▶ [EXERCISE PROMPT] Will you print the material below without altering a single character?
——————
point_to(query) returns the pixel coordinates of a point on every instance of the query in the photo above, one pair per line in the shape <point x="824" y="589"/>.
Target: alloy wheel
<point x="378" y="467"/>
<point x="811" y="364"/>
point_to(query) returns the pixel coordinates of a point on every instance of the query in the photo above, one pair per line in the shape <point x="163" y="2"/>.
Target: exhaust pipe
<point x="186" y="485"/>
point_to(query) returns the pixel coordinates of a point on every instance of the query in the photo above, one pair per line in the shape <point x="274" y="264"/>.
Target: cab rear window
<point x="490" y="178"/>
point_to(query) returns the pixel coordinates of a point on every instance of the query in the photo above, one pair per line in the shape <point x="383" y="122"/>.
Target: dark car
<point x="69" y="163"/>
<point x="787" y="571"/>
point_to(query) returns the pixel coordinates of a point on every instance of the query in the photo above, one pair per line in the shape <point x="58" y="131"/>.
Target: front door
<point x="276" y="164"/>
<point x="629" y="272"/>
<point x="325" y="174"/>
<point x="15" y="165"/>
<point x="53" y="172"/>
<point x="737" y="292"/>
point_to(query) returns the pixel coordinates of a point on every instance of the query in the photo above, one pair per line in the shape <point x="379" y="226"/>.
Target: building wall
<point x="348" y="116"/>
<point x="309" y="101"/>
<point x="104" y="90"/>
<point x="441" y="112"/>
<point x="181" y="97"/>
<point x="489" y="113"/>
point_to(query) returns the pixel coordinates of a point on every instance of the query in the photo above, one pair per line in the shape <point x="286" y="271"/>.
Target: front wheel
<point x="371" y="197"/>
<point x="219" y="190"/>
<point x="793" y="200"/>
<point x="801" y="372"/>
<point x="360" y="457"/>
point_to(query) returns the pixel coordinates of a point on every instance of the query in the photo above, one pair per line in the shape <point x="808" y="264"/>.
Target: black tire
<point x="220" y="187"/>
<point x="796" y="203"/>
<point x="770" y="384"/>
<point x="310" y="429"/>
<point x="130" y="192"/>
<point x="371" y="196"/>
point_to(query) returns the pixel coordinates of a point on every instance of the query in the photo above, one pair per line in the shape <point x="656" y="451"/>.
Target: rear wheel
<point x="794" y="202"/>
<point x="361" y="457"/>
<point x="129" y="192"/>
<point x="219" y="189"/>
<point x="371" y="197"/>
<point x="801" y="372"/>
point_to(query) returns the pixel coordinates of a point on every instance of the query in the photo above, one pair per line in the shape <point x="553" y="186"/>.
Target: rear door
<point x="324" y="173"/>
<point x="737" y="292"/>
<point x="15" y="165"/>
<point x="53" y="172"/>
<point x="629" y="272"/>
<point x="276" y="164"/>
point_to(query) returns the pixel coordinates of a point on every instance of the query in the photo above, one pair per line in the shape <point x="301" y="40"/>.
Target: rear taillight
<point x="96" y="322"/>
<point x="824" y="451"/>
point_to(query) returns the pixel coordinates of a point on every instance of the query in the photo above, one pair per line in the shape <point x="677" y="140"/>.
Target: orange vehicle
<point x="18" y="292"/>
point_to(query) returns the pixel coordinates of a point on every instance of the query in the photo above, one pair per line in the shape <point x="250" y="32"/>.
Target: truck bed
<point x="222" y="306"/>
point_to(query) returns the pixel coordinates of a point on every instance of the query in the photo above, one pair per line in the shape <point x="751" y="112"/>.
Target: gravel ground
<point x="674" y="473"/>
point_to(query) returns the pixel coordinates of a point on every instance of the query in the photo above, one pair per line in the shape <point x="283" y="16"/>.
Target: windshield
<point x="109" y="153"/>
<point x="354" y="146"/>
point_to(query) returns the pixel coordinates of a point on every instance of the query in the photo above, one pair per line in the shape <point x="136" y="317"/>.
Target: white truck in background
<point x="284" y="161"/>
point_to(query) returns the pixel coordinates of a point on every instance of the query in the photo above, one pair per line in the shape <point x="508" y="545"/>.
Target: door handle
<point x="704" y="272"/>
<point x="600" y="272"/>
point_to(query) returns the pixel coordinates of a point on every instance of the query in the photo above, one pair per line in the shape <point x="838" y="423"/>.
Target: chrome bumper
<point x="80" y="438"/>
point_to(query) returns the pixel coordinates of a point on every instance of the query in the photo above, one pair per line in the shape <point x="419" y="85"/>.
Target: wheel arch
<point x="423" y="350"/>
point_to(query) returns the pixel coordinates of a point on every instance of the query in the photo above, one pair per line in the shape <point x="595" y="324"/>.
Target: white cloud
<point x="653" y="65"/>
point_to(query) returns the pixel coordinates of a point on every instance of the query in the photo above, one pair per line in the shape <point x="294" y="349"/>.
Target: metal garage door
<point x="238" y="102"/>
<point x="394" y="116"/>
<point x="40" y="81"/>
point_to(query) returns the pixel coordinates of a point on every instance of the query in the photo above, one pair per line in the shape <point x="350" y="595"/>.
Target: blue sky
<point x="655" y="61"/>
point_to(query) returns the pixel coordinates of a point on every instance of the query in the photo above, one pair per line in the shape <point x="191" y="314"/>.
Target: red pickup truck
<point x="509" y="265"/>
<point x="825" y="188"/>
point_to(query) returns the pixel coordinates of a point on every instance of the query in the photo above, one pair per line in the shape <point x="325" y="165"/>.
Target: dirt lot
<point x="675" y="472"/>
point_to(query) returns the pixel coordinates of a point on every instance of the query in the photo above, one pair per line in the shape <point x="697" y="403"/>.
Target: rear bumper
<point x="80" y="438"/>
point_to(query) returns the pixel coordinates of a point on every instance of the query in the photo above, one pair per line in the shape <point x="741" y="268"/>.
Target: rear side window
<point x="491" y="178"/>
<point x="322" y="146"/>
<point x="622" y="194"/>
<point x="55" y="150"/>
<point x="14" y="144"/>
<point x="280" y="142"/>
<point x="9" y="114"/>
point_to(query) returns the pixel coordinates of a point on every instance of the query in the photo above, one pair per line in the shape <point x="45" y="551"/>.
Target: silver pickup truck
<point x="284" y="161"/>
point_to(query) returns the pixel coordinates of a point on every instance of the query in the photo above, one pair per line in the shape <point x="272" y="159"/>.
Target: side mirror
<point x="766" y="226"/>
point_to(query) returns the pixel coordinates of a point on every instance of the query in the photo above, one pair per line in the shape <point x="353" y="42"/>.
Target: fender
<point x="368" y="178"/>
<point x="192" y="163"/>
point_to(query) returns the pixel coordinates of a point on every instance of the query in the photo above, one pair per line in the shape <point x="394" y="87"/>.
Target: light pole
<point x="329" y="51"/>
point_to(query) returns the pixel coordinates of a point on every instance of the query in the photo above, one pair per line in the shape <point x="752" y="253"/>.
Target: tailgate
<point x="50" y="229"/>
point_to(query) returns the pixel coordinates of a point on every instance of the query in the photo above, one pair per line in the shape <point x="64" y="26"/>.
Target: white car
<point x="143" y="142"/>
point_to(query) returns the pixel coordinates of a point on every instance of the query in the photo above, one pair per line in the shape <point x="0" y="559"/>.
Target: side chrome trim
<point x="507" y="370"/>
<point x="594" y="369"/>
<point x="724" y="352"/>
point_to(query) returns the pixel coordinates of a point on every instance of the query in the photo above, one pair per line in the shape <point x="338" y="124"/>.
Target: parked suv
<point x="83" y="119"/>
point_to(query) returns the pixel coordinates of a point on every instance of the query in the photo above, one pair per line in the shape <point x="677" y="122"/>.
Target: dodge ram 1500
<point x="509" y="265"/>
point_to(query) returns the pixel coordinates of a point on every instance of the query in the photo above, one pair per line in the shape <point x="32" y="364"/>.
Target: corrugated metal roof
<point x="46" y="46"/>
——————
▶ [CORRECT ANSWER]
point_to(query) returns the pixel coordinates of a point on every instance of the query in the photo above, one pair per line in the shape <point x="824" y="589"/>.
Target: alloy wheel
<point x="378" y="467"/>
<point x="811" y="364"/>
point_to(query) returns the pixel coordinates of a point on every instance of the query in the photo above, one pair per line in the shape <point x="163" y="2"/>.
Target: exhaust pipe
<point x="186" y="485"/>
point_to(query) returns the pixel coordinates of a point on every instance of the query in the photo above, one pair per line in the shape <point x="274" y="264"/>.
Target: cab rear window
<point x="490" y="178"/>
point_to(query) returns the pixel coordinates of a point on every instance of the query in the photo above, one pair per line in the shape <point x="383" y="122"/>.
Target: dark car
<point x="69" y="163"/>
<point x="787" y="571"/>
point_to(query) returns the pixel coordinates of a point on every instance of the query in the photo above, one pair per line in the shape <point x="58" y="131"/>.
Target: front door
<point x="276" y="164"/>
<point x="629" y="272"/>
<point x="325" y="174"/>
<point x="15" y="165"/>
<point x="53" y="172"/>
<point x="737" y="292"/>
point_to(query) returns the pixel coordinates of a point on every instance of the query in the photo above, one pair per line in the shape <point x="379" y="226"/>.
Target: building wall
<point x="348" y="116"/>
<point x="309" y="101"/>
<point x="104" y="90"/>
<point x="441" y="112"/>
<point x="181" y="97"/>
<point x="489" y="113"/>
point_to(query) returns the pixel coordinates of a point on every instance of the query in the photo above, one pair per line in the shape <point x="286" y="271"/>.
Target: front wheel
<point x="371" y="197"/>
<point x="219" y="190"/>
<point x="793" y="200"/>
<point x="801" y="372"/>
<point x="360" y="457"/>
point_to(query) returns the pixel coordinates of a point on every instance of the query in the photo above, one pair per line in the shape <point x="808" y="264"/>.
Target: black tire
<point x="220" y="187"/>
<point x="796" y="203"/>
<point x="770" y="384"/>
<point x="310" y="429"/>
<point x="130" y="192"/>
<point x="371" y="196"/>
point_to(query) returns the pixel coordinates of a point on every instance of the query in the photo above, one pair per line in the shape <point x="656" y="451"/>.
Target: rear wheel
<point x="794" y="202"/>
<point x="361" y="457"/>
<point x="129" y="192"/>
<point x="219" y="189"/>
<point x="371" y="197"/>
<point x="801" y="372"/>
point_to(query) returns the pixel coordinates of a point on every instance of the query in the photo above, one pair per line in the shape <point x="553" y="186"/>.
Target: rear door
<point x="324" y="173"/>
<point x="737" y="292"/>
<point x="15" y="165"/>
<point x="53" y="172"/>
<point x="629" y="272"/>
<point x="276" y="164"/>
point_to(query) returns the pixel coordinates of a point on every instance of the query in the photo above, one pair per line in the shape <point x="301" y="40"/>.
Target: rear taillight
<point x="96" y="322"/>
<point x="824" y="451"/>
point_to(query) returns the pixel coordinates of a point on every instance of the query in the photo above, one pair per line in the shape <point x="677" y="140"/>.
Target: orange vehicle
<point x="18" y="292"/>
point_to(query) returns the pixel coordinates of a point on every instance of the query in the photo above, one pair per line in the shape <point x="250" y="32"/>.
Target: truck bed
<point x="222" y="306"/>
point_to(query) returns the pixel coordinates of a point on every instance of the query in the photo above, one pair per line in the shape <point x="751" y="112"/>.
Target: gravel ground
<point x="674" y="473"/>
point_to(query) returns the pixel coordinates of a point on every instance of the query in the photo above, one pair per line in the shape <point x="283" y="16"/>.
Target: windshield
<point x="109" y="153"/>
<point x="354" y="146"/>
point_to(query) returns the pixel coordinates of a point on every instance of the query in the photo above, one pair per line in the shape <point x="136" y="317"/>.
Target: white truck in background
<point x="284" y="161"/>
point_to(query) returns the pixel coordinates of a point on every instance of the query in the photo above, one pair per line in the shape <point x="508" y="545"/>.
Target: door handle
<point x="704" y="272"/>
<point x="600" y="272"/>
point_to(query) returns the pixel coordinates of a point on every instance of the query in the photo above, one pair per line in the shape <point x="838" y="423"/>.
Target: chrome bumper
<point x="80" y="438"/>
point_to(query) returns the pixel coordinates of a point on every instance of the query in the photo above, one pair per line in the shape <point x="419" y="85"/>.
Target: wheel arch
<point x="423" y="350"/>
point_to(query) returns the pixel coordinates of a point on every instance of the query in the photo above, one pair per line in the shape <point x="595" y="324"/>.
Target: white cloud
<point x="653" y="65"/>
point_to(query) returns the pixel coordinates of a point on every instance of the query in the photo above, one pair per line in the shape <point x="294" y="349"/>.
Target: metal garage door
<point x="238" y="102"/>
<point x="394" y="116"/>
<point x="40" y="81"/>
point_to(query) returns the pixel coordinates of a point on every instance of the query in the photo above, one pair per line in the shape <point x="350" y="595"/>.
Target: blue sky
<point x="655" y="61"/>
point_to(query) returns the pixel coordinates of a point on every instance of the query in the photo above, one pair per line in the shape <point x="191" y="314"/>.
Target: red pickup truck
<point x="509" y="265"/>
<point x="825" y="188"/>
point_to(query) returns the pixel coordinates of a point on every instance of the query in the photo above, one pair per line in the shape <point x="325" y="165"/>.
Target: dirt lot
<point x="675" y="472"/>
point_to(query) returns the pixel coordinates of a point on every instance of the query in the photo above, one pair per line in the shape <point x="697" y="403"/>.
Target: rear bumper
<point x="80" y="438"/>
point_to(query) returns the pixel coordinates of a point on every instance of the query in the photo above, one pair per line in the shape <point x="741" y="268"/>.
Target: rear side window
<point x="491" y="178"/>
<point x="322" y="146"/>
<point x="622" y="194"/>
<point x="55" y="150"/>
<point x="14" y="144"/>
<point x="280" y="142"/>
<point x="9" y="114"/>
point_to(query) returns the pixel coordinates of a point on every instance of the query in the photo above, one pair per line in the shape <point x="45" y="551"/>.
Target: silver pickup truck
<point x="284" y="161"/>
point_to(query) returns the pixel coordinates of a point on every instance of the query in the photo above, one pair per line in the shape <point x="272" y="159"/>.
Target: side mirror
<point x="766" y="226"/>
point_to(query) returns the pixel coordinates of a point on every instance of the query in the photo above, one pair per line in the shape <point x="353" y="42"/>.
Target: fender
<point x="368" y="178"/>
<point x="192" y="163"/>
point_to(query) returns the pixel coordinates of a point on every instance of the query in the photo above, one pair per line in the shape <point x="394" y="87"/>.
Target: light pole
<point x="329" y="51"/>
point_to(query) returns the pixel coordinates of a point on every instance of the query in the photo above, one pair per line in the shape <point x="752" y="253"/>.
Target: tailgate
<point x="50" y="229"/>
point_to(query) returns the pixel coordinates of a point on every instance of the query in the photo above, one pair per line in the shape <point x="64" y="26"/>.
Target: white car
<point x="143" y="142"/>
point_to(query) returns the pixel coordinates of a point on every instance of the query in the photo above, one pair per line in the shape <point x="0" y="559"/>.
Target: side chrome trim
<point x="507" y="370"/>
<point x="594" y="369"/>
<point x="724" y="352"/>
point_to(query) returns the pixel coordinates of a point on every instance of the query in the photo above, one pair per line in the shape <point x="338" y="124"/>.
Target: parked suv
<point x="83" y="119"/>
point_to(query) returns the pixel coordinates of a point on every instance of the query in the photo above, one pair per line in the shape <point x="677" y="122"/>.
Target: dodge ram 1500
<point x="509" y="265"/>
point_to(query) returns the pixel coordinates of a point on every instance of the query in the photo above, one pair per line in the shape <point x="32" y="364"/>.
Target: corrugated metal roof
<point x="46" y="46"/>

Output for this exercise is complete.